▶ _TASK STATEMENT_: Could you reproduce the data from the line containing "Reviewer note: verify that every instance of the white" through the end, substituting "tall grass" for every "rough grass" and changing nothing else?

━━━━━━━━

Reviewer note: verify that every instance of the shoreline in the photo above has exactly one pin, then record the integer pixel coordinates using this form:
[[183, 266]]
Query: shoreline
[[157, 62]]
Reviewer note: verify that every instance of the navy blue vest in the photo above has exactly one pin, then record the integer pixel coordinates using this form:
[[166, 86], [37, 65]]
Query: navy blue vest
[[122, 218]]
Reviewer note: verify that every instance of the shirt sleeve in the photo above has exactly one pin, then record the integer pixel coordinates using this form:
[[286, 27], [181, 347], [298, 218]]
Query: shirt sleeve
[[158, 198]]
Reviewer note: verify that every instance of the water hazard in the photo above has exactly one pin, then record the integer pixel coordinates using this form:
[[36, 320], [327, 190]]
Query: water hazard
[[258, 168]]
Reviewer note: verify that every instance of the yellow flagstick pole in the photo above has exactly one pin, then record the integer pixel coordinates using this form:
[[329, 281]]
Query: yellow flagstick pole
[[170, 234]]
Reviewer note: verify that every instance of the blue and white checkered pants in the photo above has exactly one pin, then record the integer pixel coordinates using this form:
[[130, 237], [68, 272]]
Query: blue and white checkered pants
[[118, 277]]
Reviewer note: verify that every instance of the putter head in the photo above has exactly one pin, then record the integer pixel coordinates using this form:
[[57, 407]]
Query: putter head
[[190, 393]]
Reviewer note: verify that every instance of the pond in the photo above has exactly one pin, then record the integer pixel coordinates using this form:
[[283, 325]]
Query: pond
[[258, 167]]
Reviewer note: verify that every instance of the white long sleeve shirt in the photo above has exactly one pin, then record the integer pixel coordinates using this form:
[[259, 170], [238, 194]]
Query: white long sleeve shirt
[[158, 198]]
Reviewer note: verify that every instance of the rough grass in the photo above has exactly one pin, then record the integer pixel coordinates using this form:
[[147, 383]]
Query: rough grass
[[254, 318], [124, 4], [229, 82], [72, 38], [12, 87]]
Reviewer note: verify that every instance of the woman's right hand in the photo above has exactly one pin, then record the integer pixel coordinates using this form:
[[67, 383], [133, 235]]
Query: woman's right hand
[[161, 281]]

━━━━━━━━

▶ _OUTPUT FOR THIS TASK_:
Reviewer note: verify that every instance of the white long sleeve shirt in the photo above has exactly one pin, then record the integer pixel coordinates using this form:
[[259, 170], [238, 194]]
Query: white long sleeve shirt
[[158, 198]]
Reviewer note: verify that every instance of the tall grass in the photo above has exactly one pin, then record the integer pixel coordinates using this form:
[[147, 383]]
Query: tall grass
[[254, 318], [124, 4], [229, 82], [72, 38], [12, 87]]
Reviewer note: verify that every instance of the woman's right hand in the photo above has exactly one pin, then record the integer pixel coordinates using this form:
[[67, 383], [133, 235]]
Query: woman's right hand
[[161, 281]]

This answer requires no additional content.